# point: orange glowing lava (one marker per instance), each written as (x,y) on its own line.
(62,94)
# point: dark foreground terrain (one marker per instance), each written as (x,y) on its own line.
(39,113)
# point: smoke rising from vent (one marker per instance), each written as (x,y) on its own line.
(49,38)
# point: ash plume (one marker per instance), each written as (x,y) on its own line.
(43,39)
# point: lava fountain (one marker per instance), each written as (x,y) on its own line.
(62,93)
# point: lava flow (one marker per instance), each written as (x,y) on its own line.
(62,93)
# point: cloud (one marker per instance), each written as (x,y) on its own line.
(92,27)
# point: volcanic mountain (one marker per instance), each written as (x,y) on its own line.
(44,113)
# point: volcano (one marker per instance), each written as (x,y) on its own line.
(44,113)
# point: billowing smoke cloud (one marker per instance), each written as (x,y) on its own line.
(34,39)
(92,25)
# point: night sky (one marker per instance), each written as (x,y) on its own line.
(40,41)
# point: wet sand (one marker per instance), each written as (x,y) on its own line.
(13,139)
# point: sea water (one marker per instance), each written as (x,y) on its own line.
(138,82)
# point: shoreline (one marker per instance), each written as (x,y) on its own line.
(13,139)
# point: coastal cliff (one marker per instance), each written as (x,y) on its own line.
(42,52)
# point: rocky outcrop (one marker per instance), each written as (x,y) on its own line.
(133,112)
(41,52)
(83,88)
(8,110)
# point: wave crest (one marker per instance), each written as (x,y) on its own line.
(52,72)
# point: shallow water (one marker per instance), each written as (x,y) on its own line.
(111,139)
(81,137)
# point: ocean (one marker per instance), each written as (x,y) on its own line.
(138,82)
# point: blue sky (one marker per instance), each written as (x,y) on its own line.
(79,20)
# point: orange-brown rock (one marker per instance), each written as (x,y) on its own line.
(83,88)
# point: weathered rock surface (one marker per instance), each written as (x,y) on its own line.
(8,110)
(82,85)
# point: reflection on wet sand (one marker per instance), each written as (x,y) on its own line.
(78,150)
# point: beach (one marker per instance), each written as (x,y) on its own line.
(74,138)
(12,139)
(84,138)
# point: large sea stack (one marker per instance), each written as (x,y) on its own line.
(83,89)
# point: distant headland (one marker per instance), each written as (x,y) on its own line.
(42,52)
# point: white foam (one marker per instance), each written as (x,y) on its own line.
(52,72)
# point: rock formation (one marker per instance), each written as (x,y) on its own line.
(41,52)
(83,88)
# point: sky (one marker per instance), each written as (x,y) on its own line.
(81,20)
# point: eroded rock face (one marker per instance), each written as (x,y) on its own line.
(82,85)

===

▶ _DIRECTIONS_: Please copy out every entry exactly, with nothing omitted.

▶ _REPLY TO THE EXERCISE_:
# point: orange glowing lava (one marker per instance), each written as (x,y) on its own line.
(62,94)
# point: dark foreground terrain (one marker per instance), each written as (x,y) on its own line.
(39,113)
# point: smoke rising from vent (one marker per instance), each written as (x,y) on its own line.
(49,38)
# point: ash plume (one marker per instance), each written as (x,y) on its own line.
(43,39)
# point: lava fountain (one marker per instance), each written as (x,y) on its own line.
(62,93)
# point: lava flow (one marker per instance), each written as (x,y) on its own line.
(62,93)
# point: cloud (one marker per instance), each written as (x,y) on its own line.
(92,27)
# point: volcanic mountain (one marker per instance), each written as (x,y) on its own line.
(44,113)
# point: volcano (one marker per instance), each written as (x,y) on its own line.
(44,113)
# point: billowing smoke cloud (one marker per instance), each written as (x,y) on its own line.
(34,39)
(92,25)
# point: night sky (one marker per instance), each written as (x,y) on its own line.
(40,41)
# point: wet sand (one marker per instance), each written as (x,y) on its own line.
(13,139)
# point: sea water (one marker per instance), each written as (x,y) on its own line.
(138,82)
# point: shoreline (one marker per instance), each written as (x,y) on its own line.
(13,139)
# point: coastal cliff (one marker per instance), each written as (x,y) on its own line.
(42,52)
# point: rocky outcrop (one marker per instance), each written as (x,y) on its own line.
(133,112)
(41,52)
(83,88)
(8,110)
# point: wave crest (one marker per instance), each written as (x,y) on its own line.
(52,72)
# point: shallow water (one marker per instance), each written as (x,y) on its own line.
(111,139)
(81,137)
# point: ocean (one marker per instance), each written as (x,y) on its own line.
(138,82)
# point: blue sky (one marker per instance), each written as (x,y) on its own line.
(79,20)
# point: orange-brown rock (one marker per instance), each written as (x,y) on its own line.
(83,88)
# point: weathered rock surface (one marker per instance), each written as (x,y) on its own line.
(8,110)
(82,85)
# point: reflection on wet sand (one marker per instance), each written as (x,y) on its own line.
(78,150)
# point: beach (one marker per instance), each written as (x,y) on its own line.
(74,138)
(12,139)
(84,138)
# point: large sea stack (one marker per instance), each written as (x,y) on its own line.
(83,89)
# point: distant headland (one marker per instance), each written as (x,y) on its own line.
(42,52)
# point: white foam (one marker per instance), each written as (x,y) on its own line.
(52,72)
# point: rock formation (one marker per instance), each written as (x,y) on its own line.
(41,52)
(83,88)
# point: sky (one marker per instance), each written as (x,y) on its own line.
(81,20)
# point: eroded rock face (one marker per instance), each written as (x,y) on its own line.
(82,85)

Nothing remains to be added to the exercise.